_WORK INSTRUCTIONS_.
1. According to the episode summary, who directed The Leap Between The States?
2. List every actor whom the episode summary names as playing a role.

The Leap Between The States was the 20th episode in Season 5 of Quantum Leap, also the 95th episode in the series. Written by Richard C. Okie, the episode, which was directed by David Hemmings, made its world premiere on NBC-TV on March 30, 1993.
Sam leaps along his genetic line and finds himself in the American Civil War as his great-grandfather, Captain John Beckett of the Union Army. While helping the underground railroad smuggle a family to freedom, Sam must also win the heart of his great-grandmother, or he may be erased from existence.
Breaking all the rules of Quantum Leaping, Sam leaps along his genetic line and finds himself in the American Civil War as his great-grandfather, Captain John Beckett (leapee played in cameo mirror image appearance by Rob Hyland), of the Union Army. While helping the underground railroad smuggle a family to freedom, Sam must also win the heart of his great-grandmother Olivia Barrett Covington (played by Kate McNeil), or he could be erased from existence.
Sam, as John, also has to protect her and John from the wrath of a Conferderate officer, the lecherous Lieutenant Montgomery (Geoffrey Lower) who, in pursuit of John, a Union officer, wounds him in battle, as well as Covington servant slave Issac King (Michael D. Roberts), who was secretly, without Olivia's knowledge, was harboring escaped slaves and aiding them in a trek to the North via The Underground Railroad.
Yet, Olivia secretly sympathizes with the cause of escaped slaves who are trying to venture north via The Underground Railroad. Sam, as John, his grandfather, must try to keep intact the relationship which develops between John and Olivia, who, in the original storyline, was to fall in love with John and move North, marry, with Olivia eventually becoming Sam's great grandmother, which is what he is exactly able to do.
Sam meets Montgomery, who had wounded his great-grandfather John, and introduces himself as Aubrey Covington, Olivia's cousin, saying that he was with the Mississippi 6th Infantry Battalion, and that he was wounded, and almost died as a result of a corpsman applying a mustard poultice on his wound as he says "Damn thing nearly killed me!", as he tells Montgomery that he had an authorized leave of absence by his CO for Olivia to nurse him back to health.
Later, in the Barrett mansion, Sam, as John treats the Confederate officer and Olivia to a genuine Southern dinner, and some vintage 1821 Armangac Brandy, as they take turns dancing the minuet with Olivia to the music on the player piano. On the false pretense of checking to see if they had anymore brandy, Sam excuses himself, to check up on Issac and the escaped slaves hiding in the barnyard.
After discovering Issac and some slaves which he was hiding with Sam in the Covington barn, Montgomery tries to use the situation to make an unwanted sexual advances upon Olivia, as he offers a proposal of marriage as a means of extortion:
- Scene excerpt:
- Lt. Montgomery: A woman like you should be loved and cared for and fussed over.
- Olivia: I agree completely.
- Lt. Montgomery: By a husband.
- Olivia: Oh, is that a proposal of marriage? Lieutenant.
- Lt. Montgomery: I might even choose to overlook the sins and indiscretions of my intended. Indiscretions I might otherwise punish very severely.
- Olivia: What are you talking about?
- Lt. Montgomery: I'm talking about your dear cousin and that Yankee uniform I found folded up in your shed! The one with the bullet hole in the sleeve. You surprise me, Miss Olivia! I took you for a woman of substance. You know, we hang sympathizers.

Natural-language object grounding data
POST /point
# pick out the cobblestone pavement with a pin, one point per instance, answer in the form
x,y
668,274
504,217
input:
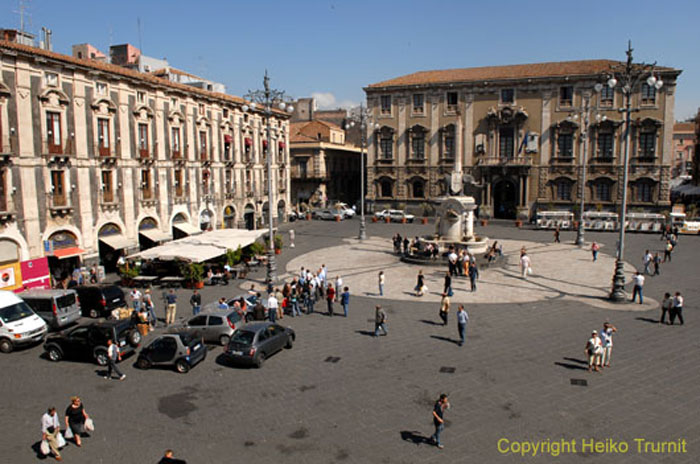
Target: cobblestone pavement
x,y
512,380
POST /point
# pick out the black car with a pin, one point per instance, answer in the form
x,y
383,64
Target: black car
x,y
90,341
100,300
182,350
254,343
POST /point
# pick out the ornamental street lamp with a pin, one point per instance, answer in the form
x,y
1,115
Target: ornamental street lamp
x,y
628,77
585,114
361,118
268,98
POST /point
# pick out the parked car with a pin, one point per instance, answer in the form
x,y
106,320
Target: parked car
x,y
213,326
395,215
100,300
19,325
345,209
59,308
254,343
182,351
327,214
89,342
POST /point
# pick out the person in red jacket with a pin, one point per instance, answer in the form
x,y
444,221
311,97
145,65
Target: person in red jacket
x,y
330,297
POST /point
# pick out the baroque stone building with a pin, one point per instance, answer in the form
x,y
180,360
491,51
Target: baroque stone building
x,y
96,159
516,131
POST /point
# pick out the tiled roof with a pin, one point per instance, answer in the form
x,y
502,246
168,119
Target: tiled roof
x,y
495,73
125,72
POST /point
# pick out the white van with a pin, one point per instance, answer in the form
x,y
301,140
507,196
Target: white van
x,y
18,323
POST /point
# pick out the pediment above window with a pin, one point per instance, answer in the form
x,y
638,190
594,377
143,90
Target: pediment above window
x,y
144,112
104,105
54,96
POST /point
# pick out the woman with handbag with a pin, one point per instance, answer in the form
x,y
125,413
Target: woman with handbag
x,y
75,420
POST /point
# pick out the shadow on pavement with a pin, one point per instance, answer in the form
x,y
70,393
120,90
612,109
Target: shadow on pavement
x,y
572,366
415,437
445,339
369,333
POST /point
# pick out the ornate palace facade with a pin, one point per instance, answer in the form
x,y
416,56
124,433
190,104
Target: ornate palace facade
x,y
517,131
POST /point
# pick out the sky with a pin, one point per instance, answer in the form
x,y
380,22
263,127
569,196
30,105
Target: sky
x,y
332,49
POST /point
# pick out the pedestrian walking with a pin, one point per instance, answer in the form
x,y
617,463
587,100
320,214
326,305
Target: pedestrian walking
x,y
379,320
135,295
171,300
438,419
444,307
420,284
50,428
272,306
473,274
657,263
667,250
638,280
75,417
594,351
447,287
606,340
647,260
330,297
196,302
677,308
150,307
525,264
113,355
666,308
345,300
462,321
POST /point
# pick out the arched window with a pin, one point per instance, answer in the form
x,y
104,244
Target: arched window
x,y
563,189
644,191
386,188
418,188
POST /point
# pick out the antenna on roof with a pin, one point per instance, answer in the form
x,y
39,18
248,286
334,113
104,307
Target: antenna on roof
x,y
138,26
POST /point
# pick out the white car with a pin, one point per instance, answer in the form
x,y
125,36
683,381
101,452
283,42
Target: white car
x,y
396,215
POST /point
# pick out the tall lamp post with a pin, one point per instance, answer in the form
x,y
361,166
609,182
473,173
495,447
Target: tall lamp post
x,y
585,121
268,98
628,77
362,118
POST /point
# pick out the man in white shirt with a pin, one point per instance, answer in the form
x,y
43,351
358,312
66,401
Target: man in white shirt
x,y
647,260
606,339
272,305
50,428
594,350
677,308
452,258
525,265
638,280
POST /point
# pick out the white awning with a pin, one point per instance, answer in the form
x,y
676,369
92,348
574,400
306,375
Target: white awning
x,y
116,241
187,228
203,247
155,235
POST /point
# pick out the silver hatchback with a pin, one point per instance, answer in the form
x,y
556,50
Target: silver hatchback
x,y
212,326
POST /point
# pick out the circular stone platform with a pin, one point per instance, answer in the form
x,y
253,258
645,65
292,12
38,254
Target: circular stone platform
x,y
560,271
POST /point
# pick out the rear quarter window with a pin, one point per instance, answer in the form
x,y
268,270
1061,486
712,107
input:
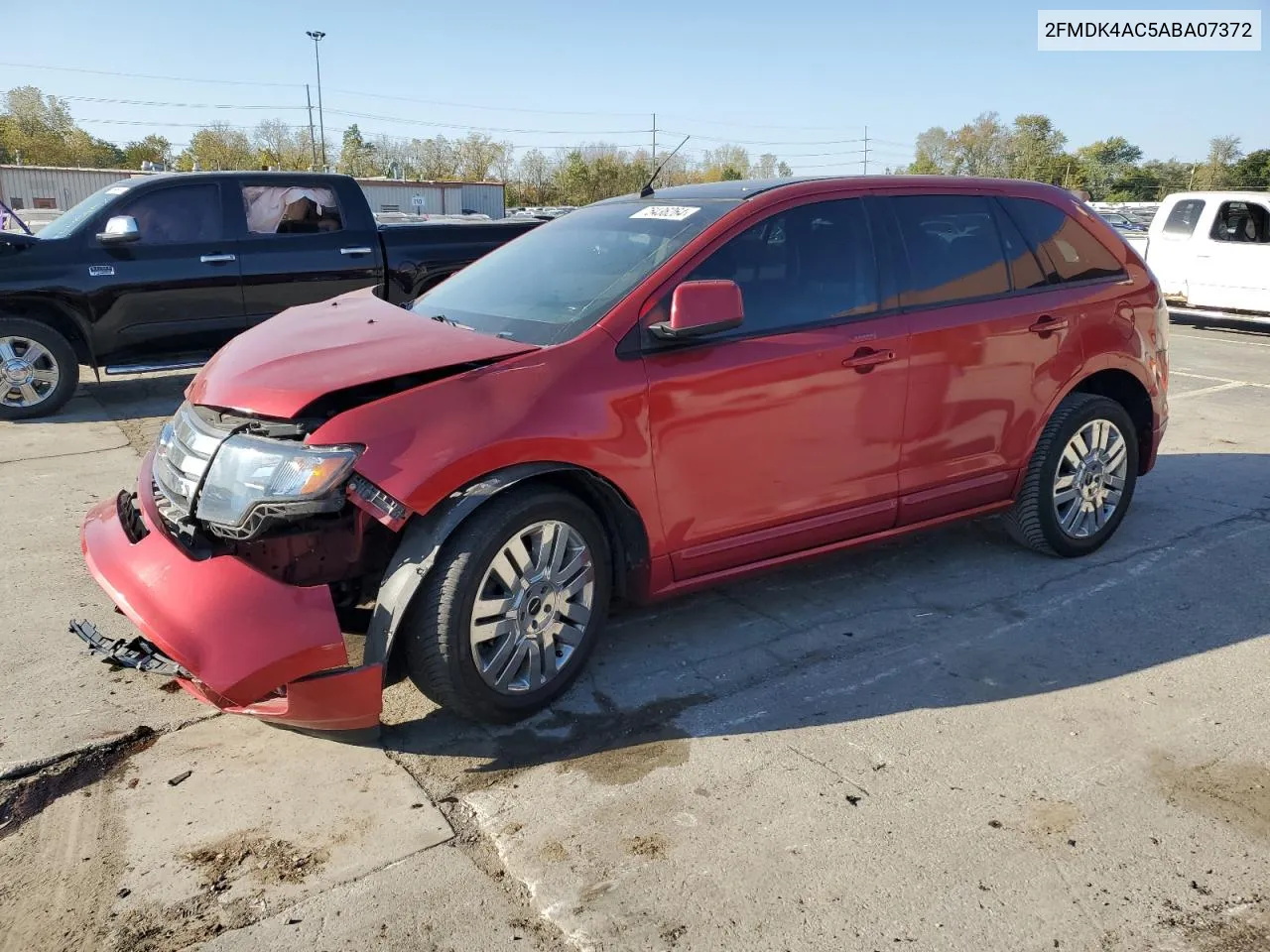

_YOUR RESPONSES_.
1. David Hemmings

2. Rob Hyland, Kate McNeil, Geoffrey Lower, Michael D. Roberts